How to complete this task: Please output the section of the listing below that opens with the line containing "target | woman's denim shorts" and closes with the line containing "target | man's gray shorts", exactly and with nothing else.

Given data:
= Beginning of Section =

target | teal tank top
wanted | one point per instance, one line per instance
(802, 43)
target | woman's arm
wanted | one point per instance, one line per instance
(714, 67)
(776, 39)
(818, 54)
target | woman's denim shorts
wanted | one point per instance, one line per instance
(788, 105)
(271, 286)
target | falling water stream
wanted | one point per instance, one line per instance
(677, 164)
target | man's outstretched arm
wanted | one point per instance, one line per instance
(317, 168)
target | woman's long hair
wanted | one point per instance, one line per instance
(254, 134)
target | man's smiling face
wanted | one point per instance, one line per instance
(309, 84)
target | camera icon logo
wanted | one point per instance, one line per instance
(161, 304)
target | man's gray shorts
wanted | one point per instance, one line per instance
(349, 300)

= End of Section =

Written solution:
target | woman's denim shorts
wanted | one point per instance, one line per instance
(788, 105)
(271, 286)
target | falling water stream
wanted | one point per instance, one line per instance
(677, 164)
target | man's outstretched arm
wanted | one point per instance, one line per instance
(317, 168)
target | woman's long hair
wanted | one point per instance, one line per instance
(254, 134)
target | man's smiling face
wanted | one point per instance, one line per instance
(309, 84)
target | camera icon logo
wanted | one point per instance, one line per instance
(161, 304)
target | man's gray shorts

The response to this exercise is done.